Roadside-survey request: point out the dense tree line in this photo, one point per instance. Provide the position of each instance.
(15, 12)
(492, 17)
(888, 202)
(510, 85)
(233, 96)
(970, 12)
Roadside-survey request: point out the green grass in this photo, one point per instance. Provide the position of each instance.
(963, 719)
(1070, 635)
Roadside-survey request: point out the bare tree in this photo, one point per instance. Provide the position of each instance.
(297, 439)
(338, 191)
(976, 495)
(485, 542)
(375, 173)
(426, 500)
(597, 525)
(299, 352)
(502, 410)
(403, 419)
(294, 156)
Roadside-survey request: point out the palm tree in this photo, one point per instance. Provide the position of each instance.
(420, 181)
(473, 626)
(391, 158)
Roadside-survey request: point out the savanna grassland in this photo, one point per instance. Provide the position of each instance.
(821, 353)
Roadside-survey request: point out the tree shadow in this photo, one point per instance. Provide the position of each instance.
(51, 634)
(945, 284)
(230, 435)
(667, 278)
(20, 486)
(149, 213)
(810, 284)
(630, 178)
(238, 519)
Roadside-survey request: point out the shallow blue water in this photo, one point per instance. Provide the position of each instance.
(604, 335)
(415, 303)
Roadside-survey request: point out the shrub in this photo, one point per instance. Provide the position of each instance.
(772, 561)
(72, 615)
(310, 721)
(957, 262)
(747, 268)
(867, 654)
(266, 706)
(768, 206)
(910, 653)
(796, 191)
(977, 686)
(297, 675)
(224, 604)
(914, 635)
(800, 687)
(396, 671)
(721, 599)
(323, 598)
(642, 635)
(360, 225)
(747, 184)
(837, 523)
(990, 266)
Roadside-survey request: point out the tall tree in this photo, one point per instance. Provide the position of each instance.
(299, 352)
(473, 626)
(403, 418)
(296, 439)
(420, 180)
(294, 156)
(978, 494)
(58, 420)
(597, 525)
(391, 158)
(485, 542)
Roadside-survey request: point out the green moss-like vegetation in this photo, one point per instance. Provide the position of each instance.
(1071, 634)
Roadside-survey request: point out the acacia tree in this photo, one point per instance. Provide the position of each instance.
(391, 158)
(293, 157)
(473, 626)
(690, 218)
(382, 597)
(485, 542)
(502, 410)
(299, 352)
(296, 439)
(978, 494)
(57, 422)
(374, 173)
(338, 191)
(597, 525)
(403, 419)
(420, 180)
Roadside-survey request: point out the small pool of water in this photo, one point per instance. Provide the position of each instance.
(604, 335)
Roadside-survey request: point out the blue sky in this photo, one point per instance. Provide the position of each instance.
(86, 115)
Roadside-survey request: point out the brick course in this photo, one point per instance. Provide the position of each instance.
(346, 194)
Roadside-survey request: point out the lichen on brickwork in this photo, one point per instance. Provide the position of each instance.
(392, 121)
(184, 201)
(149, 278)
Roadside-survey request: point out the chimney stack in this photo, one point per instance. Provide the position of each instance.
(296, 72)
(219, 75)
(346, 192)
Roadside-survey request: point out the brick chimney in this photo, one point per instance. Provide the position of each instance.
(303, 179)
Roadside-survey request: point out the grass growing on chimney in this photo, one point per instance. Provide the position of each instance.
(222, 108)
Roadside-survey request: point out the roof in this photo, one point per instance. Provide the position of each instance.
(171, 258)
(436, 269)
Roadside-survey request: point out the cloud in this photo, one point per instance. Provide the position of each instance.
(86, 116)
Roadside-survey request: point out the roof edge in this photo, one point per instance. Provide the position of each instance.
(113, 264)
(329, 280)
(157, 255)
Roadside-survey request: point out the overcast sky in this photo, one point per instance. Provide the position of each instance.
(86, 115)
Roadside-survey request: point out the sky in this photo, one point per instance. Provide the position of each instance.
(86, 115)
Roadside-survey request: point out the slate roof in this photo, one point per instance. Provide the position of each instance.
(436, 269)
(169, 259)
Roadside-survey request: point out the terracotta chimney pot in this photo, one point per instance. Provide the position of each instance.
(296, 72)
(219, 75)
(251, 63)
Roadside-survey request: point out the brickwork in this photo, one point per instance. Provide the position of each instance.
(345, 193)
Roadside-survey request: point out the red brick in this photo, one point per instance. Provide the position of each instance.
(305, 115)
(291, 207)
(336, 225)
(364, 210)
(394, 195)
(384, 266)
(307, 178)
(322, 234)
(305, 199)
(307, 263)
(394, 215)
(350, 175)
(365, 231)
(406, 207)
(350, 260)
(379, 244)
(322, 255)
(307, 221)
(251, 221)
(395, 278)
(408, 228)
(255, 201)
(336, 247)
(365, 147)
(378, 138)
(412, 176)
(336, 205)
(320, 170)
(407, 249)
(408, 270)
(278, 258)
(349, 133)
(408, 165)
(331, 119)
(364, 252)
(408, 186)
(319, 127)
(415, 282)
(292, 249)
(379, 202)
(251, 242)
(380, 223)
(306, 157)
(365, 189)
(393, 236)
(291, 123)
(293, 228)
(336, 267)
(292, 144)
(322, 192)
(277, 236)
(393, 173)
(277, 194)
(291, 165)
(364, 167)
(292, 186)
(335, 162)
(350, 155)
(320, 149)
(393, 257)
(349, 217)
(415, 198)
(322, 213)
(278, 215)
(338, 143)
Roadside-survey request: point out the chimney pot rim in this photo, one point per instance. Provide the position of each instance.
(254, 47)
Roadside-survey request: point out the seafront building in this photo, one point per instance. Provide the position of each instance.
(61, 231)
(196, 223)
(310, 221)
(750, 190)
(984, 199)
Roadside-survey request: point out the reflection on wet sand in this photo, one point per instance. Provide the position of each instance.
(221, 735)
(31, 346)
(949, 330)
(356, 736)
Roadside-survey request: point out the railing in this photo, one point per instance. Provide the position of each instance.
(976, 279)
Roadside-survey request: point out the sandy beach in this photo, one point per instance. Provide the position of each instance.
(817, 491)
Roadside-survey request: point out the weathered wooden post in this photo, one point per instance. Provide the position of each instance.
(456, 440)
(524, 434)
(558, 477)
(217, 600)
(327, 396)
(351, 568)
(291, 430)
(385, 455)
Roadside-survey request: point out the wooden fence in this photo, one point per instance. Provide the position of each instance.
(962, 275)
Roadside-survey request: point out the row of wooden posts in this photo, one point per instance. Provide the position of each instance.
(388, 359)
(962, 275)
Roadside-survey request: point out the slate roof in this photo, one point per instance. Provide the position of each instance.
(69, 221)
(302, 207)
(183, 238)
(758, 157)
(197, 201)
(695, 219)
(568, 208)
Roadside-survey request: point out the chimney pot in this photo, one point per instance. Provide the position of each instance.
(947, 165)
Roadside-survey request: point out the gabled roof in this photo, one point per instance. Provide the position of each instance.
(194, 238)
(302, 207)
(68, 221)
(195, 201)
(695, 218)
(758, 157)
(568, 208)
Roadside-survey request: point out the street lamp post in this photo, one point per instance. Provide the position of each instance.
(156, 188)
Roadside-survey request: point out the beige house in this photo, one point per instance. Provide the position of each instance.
..............................
Work instruction —
Each record above is to be returned verbatim.

Exercise output —
Roadside-survey request: point out the dense tree line in this photo, one point per instance. Provide the position of each instance.
(15, 12)
(492, 17)
(888, 202)
(510, 85)
(233, 96)
(970, 12)
Roadside-survey request: point out the green grass in this photo, one point per instance. Provide the position of each instance.
(963, 719)
(1070, 635)
Roadside-survey request: point out the bare tree in this photo, one point per instance. Provide the position of each instance.
(297, 439)
(338, 191)
(976, 495)
(485, 542)
(375, 173)
(426, 500)
(597, 525)
(299, 352)
(502, 410)
(403, 419)
(294, 156)
Roadside-survey request: point out the palm tree in this photo, one point per instance. Provide the position of each instance.
(420, 181)
(473, 626)
(391, 158)
Roadside-survey request: point out the savanna grassland in this photo, one point per instance. Provide the position of each instance.
(821, 353)
Roadside-survey request: point out the tree shadow in this photo, one point per instance. Provide the position of each instance.
(51, 634)
(945, 284)
(230, 435)
(667, 278)
(20, 486)
(149, 213)
(810, 284)
(630, 178)
(238, 519)
Roadside-survey request: point out the shallow blue water in this photo, one point per instance. Provide the position of each instance.
(604, 335)
(415, 303)
Roadside-survey request: point out the shrub in this photo, one point per instance. Provide the position of each instance.
(772, 561)
(72, 615)
(310, 721)
(957, 262)
(747, 268)
(867, 654)
(266, 706)
(768, 206)
(910, 653)
(796, 191)
(977, 686)
(297, 675)
(224, 604)
(914, 635)
(800, 687)
(396, 671)
(721, 599)
(323, 598)
(642, 635)
(360, 225)
(747, 184)
(837, 523)
(990, 266)
Roadside-survey request: point out the tall tree in this photo, one point per instance. Provide the position of each instance.
(299, 352)
(473, 626)
(403, 418)
(296, 439)
(420, 180)
(294, 156)
(978, 494)
(58, 420)
(597, 525)
(391, 158)
(485, 542)
Roadside-survey request: point out the green moss-like vegetation in this photo, one point per instance. Provide the position of each instance.
(1071, 634)
Roadside-survey request: point out the acacia tree in this photo, one point per instance. Provide the position of each instance.
(391, 158)
(293, 157)
(473, 626)
(690, 218)
(382, 597)
(485, 542)
(502, 410)
(299, 352)
(296, 439)
(978, 494)
(57, 422)
(374, 173)
(338, 191)
(597, 525)
(403, 419)
(420, 180)
Roadside-survey request: point out the small pool of water in this photo, one point per instance. Provide the position of each instance.
(604, 335)
Roadside-survey request: point out the blue sky in this photo, one point per instance. Provide the position of each instance.
(86, 115)
Roadside-survey request: point out the brick course in this photo, one point per instance. Provide the position of each instance.
(346, 194)
Roadside-survey request: point out the lichen on brickwork in this photo, one point per instance. Provide the position of each instance.
(392, 121)
(184, 201)
(149, 278)
Roadside-survey request: point out the chimney stack in this photo, one point per instance. Provide the position of each instance.
(296, 72)
(219, 75)
(346, 192)
Roadside-survey request: point out the brick chimney in this photo, one point per instance. Provide the position of each instance.
(303, 179)
Roadside-survey request: point out the grass growing on chimney in this photo, one point per instance. Provide the position of each instance.
(222, 108)
Roadside-survey request: point out the roof in this photo, one point per instance. Provide the position of each instance.
(171, 258)
(436, 269)
Roadside-survey request: point out the cloud in this photo, one point per instance. Provide the position of each instance.
(86, 116)
Roadside-survey request: point out the roof edge in this photo, one point per instance. Provide the position of each instance.
(113, 264)
(329, 280)
(157, 255)
Roadside-survey request: point out the overcast sky in this photo, one point per instance. Provide the position of each instance.
(86, 115)
Roadside-survey request: point out the sky in this photo, one point per instance. Provide the position of each instance.
(86, 115)
Roadside-survey request: point out the slate roof in this photo, one point per instance. Provide the position of each instance.
(436, 269)
(169, 259)
Roadside-survey request: point out the terracotta chimney pot in this photo, one point per instance. Provide the position of each instance.
(296, 72)
(219, 75)
(251, 63)
Roadside-survey request: point out the brickwork in this photo, one point per instance. Provide the position of each instance.
(345, 193)
Roadside-survey request: point out the red brick in this photo, one point per instance. Provide the position of each instance.
(305, 115)
(291, 207)
(336, 225)
(364, 210)
(394, 195)
(384, 266)
(307, 178)
(322, 234)
(305, 199)
(307, 263)
(394, 215)
(350, 175)
(365, 231)
(406, 207)
(350, 260)
(379, 244)
(322, 255)
(307, 221)
(251, 221)
(395, 278)
(408, 228)
(255, 201)
(336, 247)
(365, 147)
(378, 138)
(412, 176)
(336, 205)
(320, 170)
(407, 249)
(408, 270)
(278, 258)
(349, 133)
(408, 165)
(331, 119)
(364, 252)
(408, 186)
(319, 127)
(415, 282)
(292, 249)
(379, 202)
(251, 242)
(380, 223)
(306, 157)
(365, 189)
(393, 236)
(291, 123)
(293, 228)
(336, 267)
(292, 144)
(322, 192)
(277, 236)
(393, 173)
(277, 194)
(291, 165)
(364, 167)
(292, 186)
(335, 162)
(350, 155)
(320, 149)
(393, 257)
(349, 217)
(415, 198)
(322, 213)
(278, 215)
(338, 143)
Roadside-survey request: point out the chimney pot rim in this photo, one point per instance. Provide the position of each instance.
(254, 47)
Roadside-survey request: point out the seafront building in this photo, one point per instance. Provide the position of each instance.
(61, 231)
(196, 223)
(310, 221)
(750, 190)
(984, 199)
Roadside-survey request: point out the reflection on wet sand in this photo, one point per instance. Provide the position of each instance.
(221, 735)
(31, 346)
(949, 330)
(356, 736)
Roadside-survey request: point out the railing in this photo, one point per instance. Provide the position of each instance.
(976, 279)
Roadside-survey request: point out the sandy beach in this photo, one point per instance. Provide the position of each instance.
(817, 491)
Roadside-survey request: point out the weathered wooden post in this photo, one point per instance. Provide the position of each instance.
(456, 440)
(524, 434)
(558, 477)
(217, 600)
(327, 396)
(351, 568)
(291, 430)
(385, 455)
Roadside-survey request: point out the wooden fence in this photo, one point per instance. Provide the position of each instance.
(962, 275)
Roadside-survey request: point out the row of wooden posts in this photo, one point per instance. Provide the position of each instance.
(388, 359)
(962, 275)
Roadside-survey request: point out the slate roof in this photo, one point per instance. Provide the position of each instance.
(69, 221)
(302, 207)
(183, 238)
(758, 157)
(197, 201)
(695, 219)
(568, 208)
Roadside-survey request: point out the chimney pot in this photo, one point per instance. Provide the position of each instance.
(947, 165)
Roadside-survey request: point out the gabled roof in this photo, one point per instance. Provide the position of each instance.
(194, 238)
(302, 207)
(68, 221)
(195, 201)
(695, 218)
(758, 157)
(568, 208)
Roadside-survey request: point out the street lamp post in this photo, one point per instance. Provide the position of each instance.
(156, 188)
Roadside-survey request: point out the beige house in this photo, one point per instance. Provide the position of each instance.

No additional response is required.